------ PROVIDED PASSAGE

The sun came up this morning.
It did yesterday, and it will do so again tomorrow. The world hasn’t come to an end. These might be difficult times, but we’ve had worse, and will do again. Here are some thoughts about how to work through the current political divides, both in your own personal life, and also as a nation.
But first let’s begin with a couple of cold truths. It’s important to come to terms with these, because if we don’t, it’s hard to move on.
Trump IS Your President Elect
Let’s take a moment to acknowledge that America is a nation in shock. Very few people I have spoken to, regardless of political persuasion, believed that Donald Trump would win the election. But he did. The process to be elected president of the US is grueling, and against all odds Donald Trump ran the gauntlet, first to win the Republican Party nomination (do you remember the furor in advance of the Republican Convention?) and then to win the presidential election. Once the shock passes, we need to recognize the legitimacy of the election and move on.
Recognizing the legitimacy of the election is of primary and fundamental importance. You may loath Donald Trump and you may despise all he stands for, but your chance to achieve a different outcome is over. Whether you didn’t vote, or you wish you hadn’t cast a protest vote, or wish you had been more active in the process, that is all past history. This is one of the realities of a democratic process. The important thing now is to move forward together.

------------
------ ENTRIES PROVIDED

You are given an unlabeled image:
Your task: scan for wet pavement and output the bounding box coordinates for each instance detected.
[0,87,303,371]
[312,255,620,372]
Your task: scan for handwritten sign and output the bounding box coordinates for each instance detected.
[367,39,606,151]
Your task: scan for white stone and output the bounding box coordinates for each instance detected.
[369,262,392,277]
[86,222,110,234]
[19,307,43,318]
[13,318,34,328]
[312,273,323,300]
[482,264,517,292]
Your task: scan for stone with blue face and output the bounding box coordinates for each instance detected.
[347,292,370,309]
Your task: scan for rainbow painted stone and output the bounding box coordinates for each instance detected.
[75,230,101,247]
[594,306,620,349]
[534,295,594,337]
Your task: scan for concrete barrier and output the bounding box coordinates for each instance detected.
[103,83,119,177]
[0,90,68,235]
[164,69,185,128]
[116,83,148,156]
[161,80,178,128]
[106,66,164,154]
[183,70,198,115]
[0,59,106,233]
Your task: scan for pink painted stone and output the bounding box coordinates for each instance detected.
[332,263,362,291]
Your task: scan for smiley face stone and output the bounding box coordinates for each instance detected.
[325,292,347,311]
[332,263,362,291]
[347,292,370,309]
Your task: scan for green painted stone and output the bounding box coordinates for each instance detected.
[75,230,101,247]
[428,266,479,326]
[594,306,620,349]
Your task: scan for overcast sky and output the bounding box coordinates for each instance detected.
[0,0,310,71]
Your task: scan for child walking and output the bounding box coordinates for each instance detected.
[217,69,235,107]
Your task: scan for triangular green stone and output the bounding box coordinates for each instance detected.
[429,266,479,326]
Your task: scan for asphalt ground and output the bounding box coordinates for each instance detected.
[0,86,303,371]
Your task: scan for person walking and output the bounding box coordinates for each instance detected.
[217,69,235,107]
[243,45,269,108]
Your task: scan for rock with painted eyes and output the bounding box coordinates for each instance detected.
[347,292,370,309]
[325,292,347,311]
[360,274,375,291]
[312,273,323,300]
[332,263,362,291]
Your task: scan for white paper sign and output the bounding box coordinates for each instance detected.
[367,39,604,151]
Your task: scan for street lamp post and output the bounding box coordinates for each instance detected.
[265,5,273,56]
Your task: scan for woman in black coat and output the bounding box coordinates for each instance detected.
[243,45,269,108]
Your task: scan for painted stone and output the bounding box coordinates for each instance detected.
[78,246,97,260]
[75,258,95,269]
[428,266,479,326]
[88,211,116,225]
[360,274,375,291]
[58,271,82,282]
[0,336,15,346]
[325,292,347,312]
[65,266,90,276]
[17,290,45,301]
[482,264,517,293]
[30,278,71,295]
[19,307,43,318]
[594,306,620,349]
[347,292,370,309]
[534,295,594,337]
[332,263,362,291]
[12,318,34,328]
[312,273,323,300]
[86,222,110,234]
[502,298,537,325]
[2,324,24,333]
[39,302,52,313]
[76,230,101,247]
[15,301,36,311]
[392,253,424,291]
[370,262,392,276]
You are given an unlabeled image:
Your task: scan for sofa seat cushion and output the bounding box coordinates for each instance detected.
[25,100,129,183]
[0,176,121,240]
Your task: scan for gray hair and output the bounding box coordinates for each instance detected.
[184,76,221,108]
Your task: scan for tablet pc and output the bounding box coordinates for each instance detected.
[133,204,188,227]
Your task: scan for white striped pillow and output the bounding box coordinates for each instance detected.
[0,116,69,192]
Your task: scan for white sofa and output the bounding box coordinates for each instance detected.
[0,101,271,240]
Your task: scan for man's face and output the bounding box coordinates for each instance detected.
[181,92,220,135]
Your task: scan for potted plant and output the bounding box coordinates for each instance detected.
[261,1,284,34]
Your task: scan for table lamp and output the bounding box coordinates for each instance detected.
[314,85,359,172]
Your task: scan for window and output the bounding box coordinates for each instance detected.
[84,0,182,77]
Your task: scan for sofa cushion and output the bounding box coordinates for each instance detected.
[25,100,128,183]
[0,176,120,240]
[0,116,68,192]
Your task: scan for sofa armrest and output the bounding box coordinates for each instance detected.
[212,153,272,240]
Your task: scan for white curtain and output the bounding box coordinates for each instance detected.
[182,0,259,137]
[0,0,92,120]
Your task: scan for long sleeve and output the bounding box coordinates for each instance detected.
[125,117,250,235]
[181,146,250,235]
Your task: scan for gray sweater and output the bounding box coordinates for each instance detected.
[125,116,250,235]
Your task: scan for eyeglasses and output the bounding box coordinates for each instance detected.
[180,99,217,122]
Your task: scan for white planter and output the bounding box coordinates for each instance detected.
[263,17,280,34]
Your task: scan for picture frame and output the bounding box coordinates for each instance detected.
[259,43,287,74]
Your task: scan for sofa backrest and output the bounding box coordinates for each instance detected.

------------

**WORK REQUIRED:** Copy everything from "Recognizing the legitimacy" down to "move forward together." in the piece about the election above, word for word.

**SOLUTION FOR THIS EXERCISE:**
Recognizing the legitimacy of the election is of primary and fundamental importance. You may loath Donald Trump and you may despise all he stands for, but your chance to achieve a different outcome is over. Whether you didn’t vote, or you wish you hadn’t cast a protest vote, or wish you had been more active in the process, that is all past history. This is one of the realities of a democratic process. The important thing now is to move forward together.